Set the data down again so that every line matches exactly.

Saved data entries
((
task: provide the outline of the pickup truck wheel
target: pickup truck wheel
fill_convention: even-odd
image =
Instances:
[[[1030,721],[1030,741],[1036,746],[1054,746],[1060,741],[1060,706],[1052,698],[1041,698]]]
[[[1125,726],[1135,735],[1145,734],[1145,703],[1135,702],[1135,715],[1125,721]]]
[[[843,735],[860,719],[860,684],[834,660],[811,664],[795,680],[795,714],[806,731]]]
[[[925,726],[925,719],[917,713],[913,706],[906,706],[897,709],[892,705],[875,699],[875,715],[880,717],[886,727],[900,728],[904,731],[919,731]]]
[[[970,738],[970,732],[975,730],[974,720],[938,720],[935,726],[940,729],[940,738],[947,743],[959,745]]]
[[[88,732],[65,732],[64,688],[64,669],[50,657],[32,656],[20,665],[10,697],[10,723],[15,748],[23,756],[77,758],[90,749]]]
))
• _RESULT_
task: provide the outline of the pickup truck wheel
target: pickup truck wheel
fill_convention: even-odd
image =
Instances:
[[[1030,721],[1030,741],[1036,746],[1054,746],[1060,741],[1060,706],[1052,698],[1041,698]]]
[[[1125,726],[1135,735],[1145,734],[1145,703],[1135,702],[1135,715],[1125,721]]]
[[[843,735],[860,719],[860,684],[834,660],[811,664],[795,680],[795,714],[806,731]]]
[[[925,726],[925,719],[917,713],[913,706],[906,706],[897,709],[892,705],[875,699],[875,715],[880,717],[886,727],[900,728],[904,731],[919,731]]]
[[[970,738],[970,732],[975,730],[974,720],[938,720],[935,726],[940,729],[940,738],[947,743],[959,745]]]
[[[88,732],[65,732],[64,688],[64,669],[50,657],[32,656],[20,665],[10,697],[10,723],[15,748],[23,756],[77,758],[90,749]]]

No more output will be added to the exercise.